+++ ENTRIES SUPPLIED

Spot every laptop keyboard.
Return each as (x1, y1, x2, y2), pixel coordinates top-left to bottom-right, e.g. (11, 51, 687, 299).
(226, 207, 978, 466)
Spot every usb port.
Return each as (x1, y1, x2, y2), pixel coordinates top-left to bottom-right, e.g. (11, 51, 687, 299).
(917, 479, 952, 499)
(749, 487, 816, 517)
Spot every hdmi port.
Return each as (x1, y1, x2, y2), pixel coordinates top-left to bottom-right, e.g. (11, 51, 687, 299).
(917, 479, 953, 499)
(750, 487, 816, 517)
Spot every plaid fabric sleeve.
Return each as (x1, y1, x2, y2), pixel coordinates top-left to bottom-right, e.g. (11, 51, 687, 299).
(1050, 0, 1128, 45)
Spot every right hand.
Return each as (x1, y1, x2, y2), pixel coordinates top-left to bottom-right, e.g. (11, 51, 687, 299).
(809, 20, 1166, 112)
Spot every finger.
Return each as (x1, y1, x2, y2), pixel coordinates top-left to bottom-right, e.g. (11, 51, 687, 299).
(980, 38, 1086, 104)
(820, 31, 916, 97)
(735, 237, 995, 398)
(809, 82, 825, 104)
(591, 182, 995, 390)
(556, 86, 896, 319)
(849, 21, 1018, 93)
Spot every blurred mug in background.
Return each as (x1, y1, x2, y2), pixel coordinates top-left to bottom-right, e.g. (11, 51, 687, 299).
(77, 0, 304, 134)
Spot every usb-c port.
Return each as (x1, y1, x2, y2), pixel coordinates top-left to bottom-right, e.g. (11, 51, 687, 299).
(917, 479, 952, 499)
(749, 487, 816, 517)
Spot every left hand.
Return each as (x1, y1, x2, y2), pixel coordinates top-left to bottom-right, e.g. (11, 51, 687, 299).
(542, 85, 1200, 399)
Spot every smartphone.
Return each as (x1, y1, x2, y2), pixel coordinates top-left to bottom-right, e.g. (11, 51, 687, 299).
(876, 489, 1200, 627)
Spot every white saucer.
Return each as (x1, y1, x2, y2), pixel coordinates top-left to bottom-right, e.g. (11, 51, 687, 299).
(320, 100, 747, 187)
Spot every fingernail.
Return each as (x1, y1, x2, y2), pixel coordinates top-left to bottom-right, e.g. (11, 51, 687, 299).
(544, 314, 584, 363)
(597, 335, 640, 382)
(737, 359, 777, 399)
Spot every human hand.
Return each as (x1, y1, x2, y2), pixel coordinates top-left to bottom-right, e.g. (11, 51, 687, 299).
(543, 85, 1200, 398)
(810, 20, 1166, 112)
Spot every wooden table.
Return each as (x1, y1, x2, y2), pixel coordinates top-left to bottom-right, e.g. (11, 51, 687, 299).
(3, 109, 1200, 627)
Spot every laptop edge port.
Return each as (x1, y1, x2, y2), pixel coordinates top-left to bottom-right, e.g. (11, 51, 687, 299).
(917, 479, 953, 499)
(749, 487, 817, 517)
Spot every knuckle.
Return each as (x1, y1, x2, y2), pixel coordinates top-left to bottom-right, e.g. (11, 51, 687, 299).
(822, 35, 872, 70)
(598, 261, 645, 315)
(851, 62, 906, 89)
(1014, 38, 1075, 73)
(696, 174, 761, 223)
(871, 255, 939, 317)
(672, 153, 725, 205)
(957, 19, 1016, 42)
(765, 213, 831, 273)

++++++

Without omission, return all of the records exactly as given.

* _EXERCISE OUTPUT_:
Spot every laptop keyboard.
Return each as (x1, y1, x2, y2), pixel coordinates top-left to bottom-right, e.g. (11, 51, 687, 299).
(226, 207, 978, 466)
Spot every usb port.
Return each as (x1, y1, x2, y2), pixel coordinates top-left to bottom-right, e.g. (11, 51, 687, 299).
(917, 479, 952, 499)
(749, 487, 816, 517)
Spot every hdmi port.
Return each as (x1, y1, x2, y2), pixel coordinates top-left to bottom-right, e.g. (11, 51, 687, 299).
(917, 479, 953, 499)
(750, 487, 816, 517)
Spot every plaid fabric sleeve.
Return each as (x1, y1, x2, y2), pixel coordinates top-left to bottom-right, e.g. (11, 51, 687, 299).
(1050, 0, 1128, 45)
Spot every right hand.
Return each as (x1, y1, x2, y2), pixel coordinates top-left to bottom-right, e.g. (11, 51, 687, 299).
(809, 20, 1166, 112)
Spot every finger.
Return each as (x1, y1, x2, y2), pixel coordinates top-left to bottom-right, e.g. (11, 51, 687, 299).
(980, 38, 1086, 104)
(820, 31, 916, 97)
(735, 237, 995, 398)
(809, 82, 825, 104)
(591, 182, 995, 390)
(556, 86, 896, 319)
(849, 21, 1018, 93)
Spot every blurred mug in background.
Return each as (x1, y1, x2, y2), pixel coordinates top-left to bottom-right, e.g. (11, 51, 687, 299).
(77, 0, 304, 134)
Spot every usb-c port.
Return each as (x1, y1, x2, y2), pixel coordinates top-left to bottom-right, e.g. (11, 51, 687, 299).
(917, 479, 952, 499)
(749, 487, 816, 517)
Spot every left hand.
Return each as (x1, y1, x2, y2), pixel coordinates top-left to bottom-right, e.g. (11, 51, 687, 299).
(542, 85, 1200, 399)
Spot every smartphone.
Return each as (x1, y1, x2, y2), pixel coordinates top-left to bottom-right, e.g. (11, 51, 687, 299).
(876, 489, 1200, 627)
Spot every white saucer.
Return each as (x1, y1, x2, y2), pixel coordinates top-left to bottom-right, e.g. (11, 51, 687, 299).
(320, 100, 747, 187)
Spot every fingernail.
Return each as (x1, y1, x2, y2), pixel coordinates top-left to bottom-right, e.g. (11, 51, 687, 299).
(544, 314, 584, 363)
(597, 335, 640, 382)
(737, 359, 777, 399)
Spot every human hand.
Return each as (x1, y1, x2, y2), pixel coordinates top-left to bottom-right, e.g. (11, 51, 687, 299).
(543, 85, 1200, 398)
(810, 20, 1166, 112)
Spot every wooden table.
Return each as (x1, y1, x2, y2), pixel coordinates top-left to bottom-right, e.g. (11, 51, 687, 299).
(3, 109, 1200, 627)
Spot every laptop edge port.
Return each as (x1, y1, x2, y2), pixel coordinates top-left to bottom-right, e.g. (11, 51, 687, 299).
(917, 479, 953, 499)
(749, 487, 817, 517)
Spot every knuckle.
Return each as (x1, y1, x2, y2), pixel coordinates top-left to bottom-right, e.g. (11, 51, 687, 299).
(822, 35, 872, 70)
(598, 261, 645, 315)
(851, 62, 906, 89)
(1014, 38, 1075, 73)
(696, 174, 761, 223)
(871, 255, 939, 317)
(672, 153, 725, 205)
(957, 19, 1016, 42)
(765, 213, 831, 273)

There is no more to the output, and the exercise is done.